▶ Written instruction:
Replace every occurrence of "refrigerator" with "fridge" throughout the records below, leaving all other text unchanged.

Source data
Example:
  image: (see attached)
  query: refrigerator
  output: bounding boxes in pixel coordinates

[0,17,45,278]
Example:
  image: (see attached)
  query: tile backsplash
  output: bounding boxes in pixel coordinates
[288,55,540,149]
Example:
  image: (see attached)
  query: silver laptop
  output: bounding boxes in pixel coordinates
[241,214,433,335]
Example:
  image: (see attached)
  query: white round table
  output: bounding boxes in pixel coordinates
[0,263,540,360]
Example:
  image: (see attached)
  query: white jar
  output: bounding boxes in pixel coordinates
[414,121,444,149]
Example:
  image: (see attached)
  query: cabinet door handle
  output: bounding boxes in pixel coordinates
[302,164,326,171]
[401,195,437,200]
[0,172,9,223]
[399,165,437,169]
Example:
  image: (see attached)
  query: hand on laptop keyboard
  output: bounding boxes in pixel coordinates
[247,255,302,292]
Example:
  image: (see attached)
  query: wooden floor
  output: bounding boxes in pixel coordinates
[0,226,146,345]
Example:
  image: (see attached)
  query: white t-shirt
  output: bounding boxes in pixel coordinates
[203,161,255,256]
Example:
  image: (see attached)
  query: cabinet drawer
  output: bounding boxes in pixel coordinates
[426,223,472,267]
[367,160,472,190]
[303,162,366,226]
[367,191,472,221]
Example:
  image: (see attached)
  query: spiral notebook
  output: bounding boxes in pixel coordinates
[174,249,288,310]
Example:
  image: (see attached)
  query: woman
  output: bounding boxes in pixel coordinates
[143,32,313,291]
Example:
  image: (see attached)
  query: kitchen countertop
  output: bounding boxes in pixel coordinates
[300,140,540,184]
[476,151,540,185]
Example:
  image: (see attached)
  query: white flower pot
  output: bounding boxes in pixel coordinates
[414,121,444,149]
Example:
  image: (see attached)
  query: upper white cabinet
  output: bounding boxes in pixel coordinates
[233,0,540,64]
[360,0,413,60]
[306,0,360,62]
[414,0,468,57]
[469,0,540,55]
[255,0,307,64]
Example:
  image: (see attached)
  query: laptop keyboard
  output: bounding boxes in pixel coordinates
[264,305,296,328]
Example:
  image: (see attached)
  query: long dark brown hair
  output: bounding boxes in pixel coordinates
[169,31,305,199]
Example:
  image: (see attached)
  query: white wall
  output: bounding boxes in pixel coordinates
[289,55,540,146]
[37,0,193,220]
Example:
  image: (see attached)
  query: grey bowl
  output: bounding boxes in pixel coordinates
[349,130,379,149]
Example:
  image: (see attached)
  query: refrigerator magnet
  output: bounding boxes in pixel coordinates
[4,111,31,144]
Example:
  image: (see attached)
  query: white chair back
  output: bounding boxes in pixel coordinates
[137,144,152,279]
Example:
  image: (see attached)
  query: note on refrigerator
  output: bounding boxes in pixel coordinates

▶ Response to the task:
Example:
  image: (see attached)
  query: fridge
  output: bounding boxes in pixel coordinates

[0,17,45,278]
Example:
  image: (see attached)
  query: tile backsplash
  output: bounding boxes in pixel coordinates
[288,55,540,149]
Example:
  image: (see attached)
  query: silver laptop
  output: bounding boxes in pixel coordinates
[241,214,433,335]
Example:
  image: (see attached)
  query: white round table
  output: bounding boxes in pixel coordinates
[0,263,540,360]
Example:
  image: (see attached)
  query: white jar
  output: bounding boxes in pixel coordinates
[414,121,444,149]
Example:
  image: (see attached)
  query: cabinet door handle
  output: bounding boxes in pixel coordinates
[302,164,326,171]
[401,195,437,200]
[0,172,9,223]
[399,165,437,169]
Example:
  image: (see attached)
  query: hand on laptop keyboard
  output: bounding boxes in pixel coordinates
[247,255,302,292]
Example:
  image: (see attached)
  query: wooden floor
  output: bounding boxes in pixel coordinates
[0,226,146,345]
Example:
  image: (see attached)
  query: white t-shirt
  output: bounding boxes in pixel coordinates
[203,161,255,256]
Example:
  image: (see attached)
  query: cabinet drawer
  output: bounding boxes in pixel coordinates
[426,223,472,267]
[367,160,472,190]
[303,162,366,226]
[367,191,472,221]
Example:
  image: (see attached)
  query: spiral notebook
  output: bounding boxes in pixel coordinates
[174,249,288,310]
Example:
  image: (see attached)
  query: woman
  output: bounding boxes in pixel coordinates
[143,32,313,291]
Example:
  image: (see attached)
  query: kitchen countertop
  output: bounding boxes in pixel coordinates
[300,140,540,184]
[476,151,540,185]
Example:
  image: (see attached)
  query: white flower pot
  output: bounding boxes in pixel coordinates
[414,121,444,149]
Example:
  image: (see attached)
  query: upper white cabinet
  output: bounding boxes in pixel coordinates
[233,0,540,64]
[360,0,413,60]
[306,0,360,62]
[414,0,468,57]
[469,0,540,55]
[255,0,307,64]
Example:
  image: (see attached)
  query: laptop keyboard
  output: bounding boxes in pixel coordinates
[264,305,296,328]
Example:
  image: (see attached)
  query: long dark brown hair
  output: bounding boxes in pixel coordinates
[169,31,305,199]
Example:
  image: (see attached)
  query: white wall
  output: bounding boxes in pixel coordinates
[289,55,540,146]
[37,0,193,220]
Example:
  image: (see attached)
  query: grey bowl
  output: bounding boxes in pixel coordinates
[349,130,379,149]
Example:
  image: (see attached)
  query: fridge magnet
  output: bounding boxes in pixel coordinates
[4,111,31,144]
Example:
  image: (see attached)
  query: white chair back
  output: bounding boxes in pixel coordinates
[137,144,152,279]
Example:
  image: (see attached)
  query: note on fridge
  output: bounding boxes in pixel coordinates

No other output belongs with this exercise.